TASK INSTRUCTIONS:
A. List every abbreviation or short form that the passage on corporate subsidiary layering defines in parentheses and quotation marks, with the full term each one stands for.
B. Reproduce the passage on corporate subsidiary layering from "The proviso to" to "subsidiary or subsidiaries.".

SOURCE TEXT:
━━━━━━━━━━

Ever since the stock market scam of 2001 (Ketan Parekh Scam) was brought to light, regulators have been vigilant about the use of complex corporate structures to circumvent statutory restrictions and divert company funds. After the magnitude of financial irregularities in the Ketan Parekh Scam came to light, the Joint Parliamentary Committee (“JPC”) and the erstwhile Department of Company Affairs (“DCA”) proposed steps to prevent companies from using the ‘subsidiary route’ to siphon off funds, by providing inter-corporate loans.
The DCA had proposed that all categories of subsidiaries should comply with the discipline of Section 372A of the 1956 Act – which prescribed the compliance requirements for inter-corporate loans and investments. The spirit of this recommendation has been incorporated in Section 186 of the Companies Act, 2013 (“Act”), which does not provide a complete exemption even for loans granted by a parent company to its wholly owned subsidiary (“WOS”).
To prevent the misuse of the ‘subsidiary route’, and to ensure that complex corporate structures are not used to bypass regulatory restrictions, it was proposed that there should be a statutory cap on the number of ‘layers of subsidiaries’ permitted for a holding company. This was the objective behind the introduction of the layering restrictions prescribed under Sections 2(87) and 186(1) of the Act, and the Companies (Restriction on Number of Layers) Rules, 2017 (“Layering Rules”).
Section 2(87) of the Act and the Layering Rules:
Section 2(87) of the Act provides that a subsidiary company, in relation to any other company (that is to say the holding company), means a company in which the holding company:
(a) controls the composition of the Board of Directors; or
(b) exercises or controls more than one-half of the total voting power either at its own or together with one or more of its subsidiary companies.
The proviso to Section 2(87) of the Act provides that such class or classes of holding companies as may be prescribed shall not have layers of subsidiaries beyond such numbers as may be prescribed. Further, the expression “layer” in relation to a holding company means its subsidiary or subsidiaries.

━━━━━━━━━━

DATA EXCERPTS:
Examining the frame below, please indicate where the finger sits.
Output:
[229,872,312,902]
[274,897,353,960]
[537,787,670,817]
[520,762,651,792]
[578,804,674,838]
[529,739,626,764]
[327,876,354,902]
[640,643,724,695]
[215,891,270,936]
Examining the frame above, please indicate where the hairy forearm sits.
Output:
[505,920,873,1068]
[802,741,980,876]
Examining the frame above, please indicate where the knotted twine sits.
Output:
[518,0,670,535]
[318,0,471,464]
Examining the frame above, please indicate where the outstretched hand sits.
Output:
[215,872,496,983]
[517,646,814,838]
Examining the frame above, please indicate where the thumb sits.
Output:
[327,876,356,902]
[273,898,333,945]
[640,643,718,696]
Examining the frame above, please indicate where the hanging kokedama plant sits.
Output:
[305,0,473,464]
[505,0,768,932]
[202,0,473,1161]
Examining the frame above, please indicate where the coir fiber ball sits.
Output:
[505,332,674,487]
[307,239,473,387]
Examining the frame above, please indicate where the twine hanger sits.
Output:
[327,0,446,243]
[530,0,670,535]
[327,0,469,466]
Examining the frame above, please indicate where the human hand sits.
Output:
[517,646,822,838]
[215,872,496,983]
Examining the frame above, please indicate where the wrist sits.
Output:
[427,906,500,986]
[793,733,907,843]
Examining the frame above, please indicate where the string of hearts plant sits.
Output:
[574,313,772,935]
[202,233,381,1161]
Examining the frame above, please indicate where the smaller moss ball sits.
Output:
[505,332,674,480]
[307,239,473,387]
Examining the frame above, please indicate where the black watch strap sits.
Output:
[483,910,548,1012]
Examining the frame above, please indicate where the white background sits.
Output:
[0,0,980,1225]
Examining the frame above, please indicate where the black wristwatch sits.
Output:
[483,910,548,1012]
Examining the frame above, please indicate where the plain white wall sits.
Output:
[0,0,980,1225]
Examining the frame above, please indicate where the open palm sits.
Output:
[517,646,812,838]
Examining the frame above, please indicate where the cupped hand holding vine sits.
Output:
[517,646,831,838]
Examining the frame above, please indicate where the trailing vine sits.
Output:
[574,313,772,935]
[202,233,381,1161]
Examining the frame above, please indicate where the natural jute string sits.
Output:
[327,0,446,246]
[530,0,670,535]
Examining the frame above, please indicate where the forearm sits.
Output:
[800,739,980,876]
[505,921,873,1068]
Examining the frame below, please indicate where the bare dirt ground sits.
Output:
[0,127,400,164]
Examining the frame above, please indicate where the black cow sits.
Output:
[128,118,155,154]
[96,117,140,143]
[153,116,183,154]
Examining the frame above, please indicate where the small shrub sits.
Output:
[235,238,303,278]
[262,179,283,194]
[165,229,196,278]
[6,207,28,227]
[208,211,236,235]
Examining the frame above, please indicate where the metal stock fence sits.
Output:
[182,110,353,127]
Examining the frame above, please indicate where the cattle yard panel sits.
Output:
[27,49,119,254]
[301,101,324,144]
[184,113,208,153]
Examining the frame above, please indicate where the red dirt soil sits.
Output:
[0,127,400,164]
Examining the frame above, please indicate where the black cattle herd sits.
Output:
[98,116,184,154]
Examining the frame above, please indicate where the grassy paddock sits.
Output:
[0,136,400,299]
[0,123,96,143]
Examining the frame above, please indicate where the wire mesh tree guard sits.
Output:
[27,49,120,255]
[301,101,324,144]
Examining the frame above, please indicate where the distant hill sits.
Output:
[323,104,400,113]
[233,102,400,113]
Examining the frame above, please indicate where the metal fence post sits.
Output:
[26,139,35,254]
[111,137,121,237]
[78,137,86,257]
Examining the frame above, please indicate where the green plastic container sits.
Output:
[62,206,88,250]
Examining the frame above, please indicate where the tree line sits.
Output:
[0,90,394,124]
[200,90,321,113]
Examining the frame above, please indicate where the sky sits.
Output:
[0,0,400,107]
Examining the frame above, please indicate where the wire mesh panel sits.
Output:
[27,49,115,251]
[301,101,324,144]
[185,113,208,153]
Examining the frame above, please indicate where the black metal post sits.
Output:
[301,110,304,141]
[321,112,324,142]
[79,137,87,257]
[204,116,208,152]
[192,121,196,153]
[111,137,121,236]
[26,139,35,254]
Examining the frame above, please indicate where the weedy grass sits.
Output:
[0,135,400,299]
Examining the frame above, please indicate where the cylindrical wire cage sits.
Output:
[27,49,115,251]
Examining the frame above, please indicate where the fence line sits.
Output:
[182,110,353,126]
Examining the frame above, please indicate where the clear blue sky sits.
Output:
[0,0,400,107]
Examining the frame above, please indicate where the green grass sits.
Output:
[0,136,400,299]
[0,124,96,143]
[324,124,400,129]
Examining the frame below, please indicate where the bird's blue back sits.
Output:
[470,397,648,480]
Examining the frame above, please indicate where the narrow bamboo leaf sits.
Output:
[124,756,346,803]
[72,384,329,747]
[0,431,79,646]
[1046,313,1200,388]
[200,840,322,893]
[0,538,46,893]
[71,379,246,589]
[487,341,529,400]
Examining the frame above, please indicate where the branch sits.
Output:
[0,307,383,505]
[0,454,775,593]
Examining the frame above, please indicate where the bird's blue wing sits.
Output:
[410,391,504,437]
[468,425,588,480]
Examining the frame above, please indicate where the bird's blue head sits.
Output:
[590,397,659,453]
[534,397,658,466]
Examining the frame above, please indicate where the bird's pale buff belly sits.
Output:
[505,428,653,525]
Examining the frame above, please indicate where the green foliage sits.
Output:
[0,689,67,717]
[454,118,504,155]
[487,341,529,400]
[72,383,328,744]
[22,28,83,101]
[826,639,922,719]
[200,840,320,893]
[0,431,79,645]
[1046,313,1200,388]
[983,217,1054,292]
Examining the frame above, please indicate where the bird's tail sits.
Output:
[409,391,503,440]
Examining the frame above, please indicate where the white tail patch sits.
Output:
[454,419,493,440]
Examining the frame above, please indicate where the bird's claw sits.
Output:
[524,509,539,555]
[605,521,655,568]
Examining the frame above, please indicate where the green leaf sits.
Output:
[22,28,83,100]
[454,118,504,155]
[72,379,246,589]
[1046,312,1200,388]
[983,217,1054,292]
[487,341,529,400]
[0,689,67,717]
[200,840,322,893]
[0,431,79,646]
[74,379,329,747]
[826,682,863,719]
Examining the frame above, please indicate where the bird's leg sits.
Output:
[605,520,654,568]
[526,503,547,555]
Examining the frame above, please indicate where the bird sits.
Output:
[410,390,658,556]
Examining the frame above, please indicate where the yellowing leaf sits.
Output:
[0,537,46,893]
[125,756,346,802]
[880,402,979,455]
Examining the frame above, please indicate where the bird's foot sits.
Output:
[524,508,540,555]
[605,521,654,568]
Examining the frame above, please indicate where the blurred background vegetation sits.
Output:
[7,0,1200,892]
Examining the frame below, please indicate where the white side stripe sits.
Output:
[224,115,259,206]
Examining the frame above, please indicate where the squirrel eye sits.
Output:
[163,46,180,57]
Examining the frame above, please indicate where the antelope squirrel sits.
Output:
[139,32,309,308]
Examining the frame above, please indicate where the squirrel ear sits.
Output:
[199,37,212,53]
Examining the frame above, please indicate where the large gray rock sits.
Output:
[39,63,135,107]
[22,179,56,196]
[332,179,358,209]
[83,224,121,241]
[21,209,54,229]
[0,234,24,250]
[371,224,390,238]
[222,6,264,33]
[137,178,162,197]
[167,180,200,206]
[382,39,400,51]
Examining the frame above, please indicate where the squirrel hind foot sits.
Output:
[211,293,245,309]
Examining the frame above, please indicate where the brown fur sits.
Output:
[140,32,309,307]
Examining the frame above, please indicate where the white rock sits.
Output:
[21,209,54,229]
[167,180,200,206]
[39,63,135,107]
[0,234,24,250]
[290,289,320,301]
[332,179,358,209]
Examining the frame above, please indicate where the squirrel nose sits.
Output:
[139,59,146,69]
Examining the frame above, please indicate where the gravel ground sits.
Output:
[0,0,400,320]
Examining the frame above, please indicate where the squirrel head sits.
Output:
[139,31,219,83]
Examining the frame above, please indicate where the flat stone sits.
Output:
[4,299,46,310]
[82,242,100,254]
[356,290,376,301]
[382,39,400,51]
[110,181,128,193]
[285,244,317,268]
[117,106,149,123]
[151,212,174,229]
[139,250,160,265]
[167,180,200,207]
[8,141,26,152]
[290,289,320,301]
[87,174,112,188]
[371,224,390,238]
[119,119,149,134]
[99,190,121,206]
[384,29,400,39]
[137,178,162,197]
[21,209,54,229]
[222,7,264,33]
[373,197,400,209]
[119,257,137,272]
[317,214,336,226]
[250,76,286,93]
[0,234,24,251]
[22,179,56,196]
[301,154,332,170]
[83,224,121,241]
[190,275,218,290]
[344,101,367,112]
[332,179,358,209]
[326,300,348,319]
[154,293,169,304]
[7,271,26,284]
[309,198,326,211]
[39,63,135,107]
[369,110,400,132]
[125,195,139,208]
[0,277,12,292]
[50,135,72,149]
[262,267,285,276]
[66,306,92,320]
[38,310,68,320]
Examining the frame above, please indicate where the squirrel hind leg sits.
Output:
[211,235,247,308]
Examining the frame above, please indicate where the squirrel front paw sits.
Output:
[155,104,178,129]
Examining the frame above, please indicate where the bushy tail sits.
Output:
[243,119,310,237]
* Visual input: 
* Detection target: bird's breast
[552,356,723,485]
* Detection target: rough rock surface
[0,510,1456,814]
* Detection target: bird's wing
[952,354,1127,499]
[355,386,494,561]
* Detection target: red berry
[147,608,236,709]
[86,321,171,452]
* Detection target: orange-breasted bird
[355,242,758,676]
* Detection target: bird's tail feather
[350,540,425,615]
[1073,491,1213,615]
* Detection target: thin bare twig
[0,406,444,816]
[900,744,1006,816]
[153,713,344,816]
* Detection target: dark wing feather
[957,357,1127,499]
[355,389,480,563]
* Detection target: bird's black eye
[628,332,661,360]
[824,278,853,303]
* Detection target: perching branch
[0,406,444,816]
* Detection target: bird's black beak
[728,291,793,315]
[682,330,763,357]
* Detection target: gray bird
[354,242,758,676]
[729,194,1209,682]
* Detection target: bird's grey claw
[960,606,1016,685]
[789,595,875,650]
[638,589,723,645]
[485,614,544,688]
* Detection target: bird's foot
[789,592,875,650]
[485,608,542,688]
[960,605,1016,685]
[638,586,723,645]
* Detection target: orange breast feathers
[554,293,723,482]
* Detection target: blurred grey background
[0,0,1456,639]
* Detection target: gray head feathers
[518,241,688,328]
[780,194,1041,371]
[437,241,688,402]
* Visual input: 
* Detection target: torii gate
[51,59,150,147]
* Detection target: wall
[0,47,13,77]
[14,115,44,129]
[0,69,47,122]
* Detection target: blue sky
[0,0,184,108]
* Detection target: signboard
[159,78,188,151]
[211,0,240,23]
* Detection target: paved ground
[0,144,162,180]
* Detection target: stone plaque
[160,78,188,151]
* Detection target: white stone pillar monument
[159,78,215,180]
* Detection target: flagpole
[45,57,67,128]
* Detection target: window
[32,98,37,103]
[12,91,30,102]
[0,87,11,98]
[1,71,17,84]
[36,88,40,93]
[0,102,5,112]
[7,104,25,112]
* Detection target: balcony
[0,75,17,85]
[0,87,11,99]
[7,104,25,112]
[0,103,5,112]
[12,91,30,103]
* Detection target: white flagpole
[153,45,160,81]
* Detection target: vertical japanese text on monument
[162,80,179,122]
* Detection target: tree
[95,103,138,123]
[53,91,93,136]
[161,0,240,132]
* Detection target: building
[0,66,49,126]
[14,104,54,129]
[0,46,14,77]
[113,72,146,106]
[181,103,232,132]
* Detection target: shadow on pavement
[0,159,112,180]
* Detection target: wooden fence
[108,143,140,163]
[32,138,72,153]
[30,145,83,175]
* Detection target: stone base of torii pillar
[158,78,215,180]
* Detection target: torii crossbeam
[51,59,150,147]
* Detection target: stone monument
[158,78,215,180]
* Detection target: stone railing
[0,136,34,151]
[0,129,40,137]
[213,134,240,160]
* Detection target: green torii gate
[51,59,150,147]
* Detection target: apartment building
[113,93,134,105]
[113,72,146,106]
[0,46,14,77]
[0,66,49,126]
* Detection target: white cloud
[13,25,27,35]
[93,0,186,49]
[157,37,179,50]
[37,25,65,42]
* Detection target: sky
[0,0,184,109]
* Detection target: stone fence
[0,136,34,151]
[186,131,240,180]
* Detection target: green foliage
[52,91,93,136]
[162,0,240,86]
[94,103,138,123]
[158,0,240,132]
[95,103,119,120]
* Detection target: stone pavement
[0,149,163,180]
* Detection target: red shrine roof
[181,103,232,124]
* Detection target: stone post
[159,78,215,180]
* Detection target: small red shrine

━━━━━━━━━━

ANSWERS BY TASK:
A.
- JPC: Joint Parliamentary Committee
- DCA: Department of Company Affairs
- Act: Companies Act, 2013
- WOS: wholly owned subsidiary
- Layering Rules: Companies (Restriction on Number of Layers) Rules, 2017

B.
The proviso to Section 2(87) of the Act provides that such class or classes of holding companies as may be prescribed shall not have layers of subsidiaries beyond such numbers as may be prescribed. Further, the expression “layer” in relation to a holding company means its subsidiary or subsidiaries.